Directions for this task:
Output the items below as a JSON list of strings, with one string for each line and blank lines omitted.

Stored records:
########################################

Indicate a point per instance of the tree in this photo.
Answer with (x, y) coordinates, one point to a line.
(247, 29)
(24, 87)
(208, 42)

########################################

Output of the task:
[
  "Indicate a point per instance of the tree in this photo.",
  "Answer with (x, y) coordinates, one point to a line.",
  "(247, 29)",
  "(24, 87)",
  "(208, 42)"
]